- _READING TEXT_
= = = = =
There are as many definitions of poetry as there are poets. Wordsworth defined poetry as "the spontaneous overflow of powerful feelings;" Emily Dickinson said, "If I read a book and it makes my body so cold no fire ever can warm me, I know that is poetry;" Salvatore Quasimodo said "Poetry is the revelation of a feeling that the poet believes to be interior and personal [but] which the reader recognizes as his own."
And after long periods of grappling with myself, I realized that whatever definition of poetry I was coming up with was savagely annihilated by a contradictory argument that almost simultaneously followed. And even if I tried to widen the scope of every passing definition, trying to encompass as much as I could I found that a sequence of words failed to encapsulate the true essence of poetry that I felt within. So then I concluded that maybe I'm asking the wrong question. Maybe the definition is irrelevant, it is that splash that poetry creates deep within a reader that is more important to fathom. So what is poetry for or why poetry is so important?
Poetry I find is astonishingly fearless, awfully forthcoming, agonizingly melancholic,infectiously joyous,intensely passionate, miraculously uplifting, profoundly intriguing.
In short it has a wide range of emotions for a reader to experience. It has a power to start a fire in a person's life. It can alter and widen perceptions. It dares us to break free from the safe strategies of the cautious mind. It dares us to take that flight into the woods you have never explored before, and something you will seldom get an opportunity to do in the day to day life. It entices multiple senses. Evokes strong emotion. Sometimes you feel that your sense of understanding has deepened after reading a good poem. A part of you sometimes dies or maybe a new part of you is born. After that you may never be able to think on the same lines again.
Poetry writing, at least to an infant poet like me is a way to navigate through daily life in a more organized way, maybe channeling catharsis of the past or worry about the future in a sequence of elegantly chosen words, just in an attempt to understand the present more profoundly. Sometimes poetry is like a word- photograph I would paint to capture a particular moment to be preserved forever just to remind myself where I did I stand at that point of time at that point in space, the perceptions I and How have I evolved from then because sometimes a camera is just not enough. But I feel poetry has been needlessly mystified in our culture, to the point where many people imagine that is written by and for an elite group of lofty literary wizards. Or people think a poem is like a piece of code to be deciphered. And if they fail to "get it, it's because they lack the cleverness required to puzzle out the secret message. Thats untrue. I think Poetry is all about interpretation, Its about what you make of the words, it may not always coincide with the ideas with which poet penned it down, but it is in the multiple interpretations that I feel lies the actual beauty of poetry. so, what is poetry for?
I once read somewhere a sentence which I guess sums up the need for poetry. It stated that poetry is for trespassing and being at home at the same time.
= = = = =
Write out, word for word, the part of the piece on poetry that opens with the words containing "Poetry I find" and closes with "uplifting, profoundly intriguing.". The records below have no role here.

- _EXTRACTED RECORDS_
= = = = =
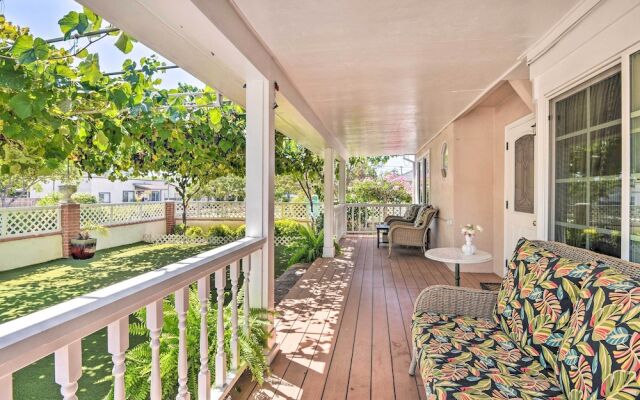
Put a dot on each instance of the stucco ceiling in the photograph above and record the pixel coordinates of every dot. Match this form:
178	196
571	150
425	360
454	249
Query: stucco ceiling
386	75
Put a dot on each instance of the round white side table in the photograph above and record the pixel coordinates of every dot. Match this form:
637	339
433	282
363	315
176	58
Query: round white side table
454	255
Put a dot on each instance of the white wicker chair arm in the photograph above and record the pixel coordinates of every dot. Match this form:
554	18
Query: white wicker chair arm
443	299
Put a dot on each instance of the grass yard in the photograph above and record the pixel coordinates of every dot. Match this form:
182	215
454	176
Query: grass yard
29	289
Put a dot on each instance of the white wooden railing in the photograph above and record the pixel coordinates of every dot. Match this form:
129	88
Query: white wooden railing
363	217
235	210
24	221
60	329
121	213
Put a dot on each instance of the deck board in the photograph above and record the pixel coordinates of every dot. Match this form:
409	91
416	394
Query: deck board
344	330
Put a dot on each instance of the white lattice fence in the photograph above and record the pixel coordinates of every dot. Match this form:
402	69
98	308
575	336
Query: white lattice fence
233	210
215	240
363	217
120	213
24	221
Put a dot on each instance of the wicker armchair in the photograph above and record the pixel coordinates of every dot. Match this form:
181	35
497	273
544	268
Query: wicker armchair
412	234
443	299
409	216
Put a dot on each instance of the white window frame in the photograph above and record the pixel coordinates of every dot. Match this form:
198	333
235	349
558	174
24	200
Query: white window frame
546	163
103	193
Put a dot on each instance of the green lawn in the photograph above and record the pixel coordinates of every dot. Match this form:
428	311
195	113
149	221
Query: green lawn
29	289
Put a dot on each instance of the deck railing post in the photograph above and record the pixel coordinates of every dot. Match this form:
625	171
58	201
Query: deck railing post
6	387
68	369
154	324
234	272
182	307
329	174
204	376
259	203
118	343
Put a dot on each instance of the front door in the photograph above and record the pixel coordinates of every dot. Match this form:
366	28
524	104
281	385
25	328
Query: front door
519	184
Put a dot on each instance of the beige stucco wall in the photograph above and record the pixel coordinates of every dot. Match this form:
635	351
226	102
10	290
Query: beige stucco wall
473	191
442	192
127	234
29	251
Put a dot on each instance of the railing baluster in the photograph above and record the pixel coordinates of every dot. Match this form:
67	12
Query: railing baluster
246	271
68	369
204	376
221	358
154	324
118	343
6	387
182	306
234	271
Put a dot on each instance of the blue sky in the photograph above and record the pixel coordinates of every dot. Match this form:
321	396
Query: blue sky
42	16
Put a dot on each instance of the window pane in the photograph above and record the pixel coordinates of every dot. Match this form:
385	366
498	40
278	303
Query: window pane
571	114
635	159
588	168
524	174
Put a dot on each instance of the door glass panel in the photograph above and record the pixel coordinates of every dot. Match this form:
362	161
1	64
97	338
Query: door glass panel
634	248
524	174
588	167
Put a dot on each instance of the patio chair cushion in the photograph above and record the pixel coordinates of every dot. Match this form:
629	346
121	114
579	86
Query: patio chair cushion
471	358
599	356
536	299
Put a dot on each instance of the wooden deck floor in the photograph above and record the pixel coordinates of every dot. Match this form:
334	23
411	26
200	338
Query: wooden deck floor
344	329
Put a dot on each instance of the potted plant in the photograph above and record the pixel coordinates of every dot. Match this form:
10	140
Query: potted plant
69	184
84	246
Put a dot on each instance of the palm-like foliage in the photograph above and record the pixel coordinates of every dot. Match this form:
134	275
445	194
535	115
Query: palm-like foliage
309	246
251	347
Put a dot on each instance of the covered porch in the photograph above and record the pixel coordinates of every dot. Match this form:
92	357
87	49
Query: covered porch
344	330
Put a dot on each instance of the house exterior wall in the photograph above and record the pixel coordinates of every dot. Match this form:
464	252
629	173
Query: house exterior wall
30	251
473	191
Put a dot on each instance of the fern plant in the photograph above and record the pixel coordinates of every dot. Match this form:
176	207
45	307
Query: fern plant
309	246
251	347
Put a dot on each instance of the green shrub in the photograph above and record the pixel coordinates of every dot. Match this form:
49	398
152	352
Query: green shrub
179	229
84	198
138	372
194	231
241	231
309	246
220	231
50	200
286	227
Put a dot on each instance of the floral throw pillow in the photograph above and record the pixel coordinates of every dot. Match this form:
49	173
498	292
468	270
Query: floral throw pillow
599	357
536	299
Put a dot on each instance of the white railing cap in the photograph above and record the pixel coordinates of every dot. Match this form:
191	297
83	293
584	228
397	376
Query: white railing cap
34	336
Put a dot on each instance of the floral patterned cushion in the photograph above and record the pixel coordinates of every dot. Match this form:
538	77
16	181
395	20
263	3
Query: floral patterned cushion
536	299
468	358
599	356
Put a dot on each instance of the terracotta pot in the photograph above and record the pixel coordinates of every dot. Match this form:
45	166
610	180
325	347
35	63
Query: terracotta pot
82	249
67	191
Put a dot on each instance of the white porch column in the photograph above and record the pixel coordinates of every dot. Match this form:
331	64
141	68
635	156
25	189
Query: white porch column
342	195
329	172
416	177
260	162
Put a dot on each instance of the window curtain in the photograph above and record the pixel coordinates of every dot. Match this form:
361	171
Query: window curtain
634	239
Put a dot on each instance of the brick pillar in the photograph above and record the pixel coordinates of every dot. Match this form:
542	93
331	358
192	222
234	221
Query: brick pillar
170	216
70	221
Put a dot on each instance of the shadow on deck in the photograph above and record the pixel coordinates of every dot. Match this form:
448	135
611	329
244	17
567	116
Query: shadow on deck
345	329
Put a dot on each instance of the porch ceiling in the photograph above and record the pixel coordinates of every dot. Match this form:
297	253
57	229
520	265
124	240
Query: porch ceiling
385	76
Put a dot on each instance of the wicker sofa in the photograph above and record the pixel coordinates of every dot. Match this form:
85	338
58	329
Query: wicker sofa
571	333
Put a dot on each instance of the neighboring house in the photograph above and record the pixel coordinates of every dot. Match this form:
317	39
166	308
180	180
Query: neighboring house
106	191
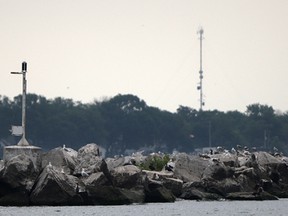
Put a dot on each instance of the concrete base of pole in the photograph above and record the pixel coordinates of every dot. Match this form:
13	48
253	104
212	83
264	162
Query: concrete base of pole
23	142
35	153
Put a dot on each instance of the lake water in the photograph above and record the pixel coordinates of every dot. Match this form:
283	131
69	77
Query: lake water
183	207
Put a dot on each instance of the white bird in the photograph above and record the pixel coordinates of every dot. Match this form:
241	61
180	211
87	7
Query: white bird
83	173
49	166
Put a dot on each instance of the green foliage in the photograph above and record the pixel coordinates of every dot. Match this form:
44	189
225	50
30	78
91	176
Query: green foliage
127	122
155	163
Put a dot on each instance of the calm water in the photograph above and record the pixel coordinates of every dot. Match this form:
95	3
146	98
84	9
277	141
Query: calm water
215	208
= = = = =
- _SOLUTION BELOW_
Poetry I find is astonishingly fearless, awfully forthcoming, agonizingly melancholic,infectiously joyous,intensely passionate, miraculously uplifting, profoundly intriguing.